→ **SET EXERCISE**
Copy out the following data word for word, keeping every line as it is.

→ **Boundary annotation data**
+++
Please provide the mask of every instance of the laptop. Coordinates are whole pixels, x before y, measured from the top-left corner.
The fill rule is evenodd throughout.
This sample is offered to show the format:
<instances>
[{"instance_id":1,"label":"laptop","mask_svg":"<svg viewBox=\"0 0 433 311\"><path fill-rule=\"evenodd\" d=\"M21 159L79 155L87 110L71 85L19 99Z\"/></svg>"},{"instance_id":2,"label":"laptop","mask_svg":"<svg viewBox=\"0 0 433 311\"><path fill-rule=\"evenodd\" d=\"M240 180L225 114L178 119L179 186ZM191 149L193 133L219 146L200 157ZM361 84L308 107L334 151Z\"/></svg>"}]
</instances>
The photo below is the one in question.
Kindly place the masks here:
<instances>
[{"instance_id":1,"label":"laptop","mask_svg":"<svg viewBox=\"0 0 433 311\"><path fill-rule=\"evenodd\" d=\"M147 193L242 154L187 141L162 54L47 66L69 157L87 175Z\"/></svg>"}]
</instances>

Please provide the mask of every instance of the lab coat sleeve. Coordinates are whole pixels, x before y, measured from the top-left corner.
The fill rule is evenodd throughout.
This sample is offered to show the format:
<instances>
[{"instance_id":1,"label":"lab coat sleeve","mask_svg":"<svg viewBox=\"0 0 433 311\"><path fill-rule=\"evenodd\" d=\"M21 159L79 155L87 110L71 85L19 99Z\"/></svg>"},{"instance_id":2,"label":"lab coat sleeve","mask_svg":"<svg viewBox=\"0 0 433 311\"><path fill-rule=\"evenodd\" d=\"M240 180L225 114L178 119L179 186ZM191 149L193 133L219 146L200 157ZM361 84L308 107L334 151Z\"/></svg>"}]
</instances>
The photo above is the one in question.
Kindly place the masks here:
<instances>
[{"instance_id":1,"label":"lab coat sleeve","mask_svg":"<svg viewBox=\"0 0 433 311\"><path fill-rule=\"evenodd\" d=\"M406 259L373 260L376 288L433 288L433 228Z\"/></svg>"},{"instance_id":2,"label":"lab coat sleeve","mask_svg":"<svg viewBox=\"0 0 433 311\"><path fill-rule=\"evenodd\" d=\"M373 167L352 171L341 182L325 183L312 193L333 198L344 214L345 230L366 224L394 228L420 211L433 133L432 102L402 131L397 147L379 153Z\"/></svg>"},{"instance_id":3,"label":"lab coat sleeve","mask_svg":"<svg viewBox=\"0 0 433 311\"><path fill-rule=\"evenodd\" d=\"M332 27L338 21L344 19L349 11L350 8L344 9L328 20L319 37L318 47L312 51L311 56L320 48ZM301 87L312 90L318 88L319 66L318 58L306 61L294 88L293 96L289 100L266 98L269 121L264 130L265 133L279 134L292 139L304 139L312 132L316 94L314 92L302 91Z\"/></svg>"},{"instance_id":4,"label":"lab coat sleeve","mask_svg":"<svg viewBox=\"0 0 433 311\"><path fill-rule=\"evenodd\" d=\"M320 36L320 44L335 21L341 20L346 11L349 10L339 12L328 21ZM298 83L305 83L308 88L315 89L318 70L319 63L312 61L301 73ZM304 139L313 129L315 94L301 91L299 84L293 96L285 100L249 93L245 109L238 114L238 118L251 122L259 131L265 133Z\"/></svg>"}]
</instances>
+++
→ **ANSWER TO THIS EXERCISE**
Please provide the mask of every instance of the laptop. Coordinates are whole pixels, x before y, measured from the top-left corner.
The fill rule is evenodd throughout.
This sample is offered to show the format:
<instances>
[{"instance_id":1,"label":"laptop","mask_svg":"<svg viewBox=\"0 0 433 311\"><path fill-rule=\"evenodd\" d=\"M21 159L79 155L87 110L71 85L19 99Z\"/></svg>"},{"instance_id":2,"label":"laptop","mask_svg":"<svg viewBox=\"0 0 433 311\"><path fill-rule=\"evenodd\" d=\"M240 180L225 114L178 119L179 186ZM191 149L193 133L219 146L200 157ZM361 84L308 107L334 151Z\"/></svg>"}]
</instances>
The photo below is the one in question.
Kindly place the masks here:
<instances>
[{"instance_id":1,"label":"laptop","mask_svg":"<svg viewBox=\"0 0 433 311\"><path fill-rule=\"evenodd\" d=\"M147 193L242 154L187 141L162 54L47 66L69 157L87 175Z\"/></svg>"}]
</instances>

Please provide the mask of every instance of the lab coat sleeve. Coordinates are whole pixels, x before y, measured from the top-left corner.
The fill rule is evenodd throughout.
This sample is offered to show the format:
<instances>
[{"instance_id":1,"label":"lab coat sleeve","mask_svg":"<svg viewBox=\"0 0 433 311\"><path fill-rule=\"evenodd\" d=\"M21 159L79 155L87 110L71 85L19 99Z\"/></svg>"},{"instance_id":2,"label":"lab coat sleeve","mask_svg":"<svg viewBox=\"0 0 433 311\"><path fill-rule=\"evenodd\" d=\"M240 180L225 114L178 119L179 186ZM191 149L193 133L219 146L200 157ZM361 84L308 107L334 151Z\"/></svg>"}]
</instances>
The photo above is the one in question.
Kindly place the masks here:
<instances>
[{"instance_id":1,"label":"lab coat sleeve","mask_svg":"<svg viewBox=\"0 0 433 311\"><path fill-rule=\"evenodd\" d=\"M406 259L373 260L376 288L433 288L433 228Z\"/></svg>"},{"instance_id":2,"label":"lab coat sleeve","mask_svg":"<svg viewBox=\"0 0 433 311\"><path fill-rule=\"evenodd\" d=\"M373 167L352 171L341 182L325 183L312 193L333 198L344 214L345 230L366 224L394 228L420 211L433 133L432 102L402 131L397 147L379 153Z\"/></svg>"},{"instance_id":3,"label":"lab coat sleeve","mask_svg":"<svg viewBox=\"0 0 433 311\"><path fill-rule=\"evenodd\" d=\"M332 27L338 21L344 19L349 11L350 8L344 9L328 20L319 37L318 47L312 51L311 56L320 48ZM301 87L312 90L318 88L319 66L318 58L306 61L294 88L293 96L289 100L266 98L269 121L264 130L265 133L279 134L292 139L304 139L312 132L316 94L314 92L302 91Z\"/></svg>"},{"instance_id":4,"label":"lab coat sleeve","mask_svg":"<svg viewBox=\"0 0 433 311\"><path fill-rule=\"evenodd\" d=\"M320 36L320 44L335 21L341 20L346 11L349 10L339 12L328 21ZM298 83L305 83L308 88L315 89L318 70L319 63L312 61L301 73ZM304 139L313 129L315 94L301 91L299 84L293 96L285 100L249 93L245 109L238 114L238 118L251 122L259 131L265 133Z\"/></svg>"}]
</instances>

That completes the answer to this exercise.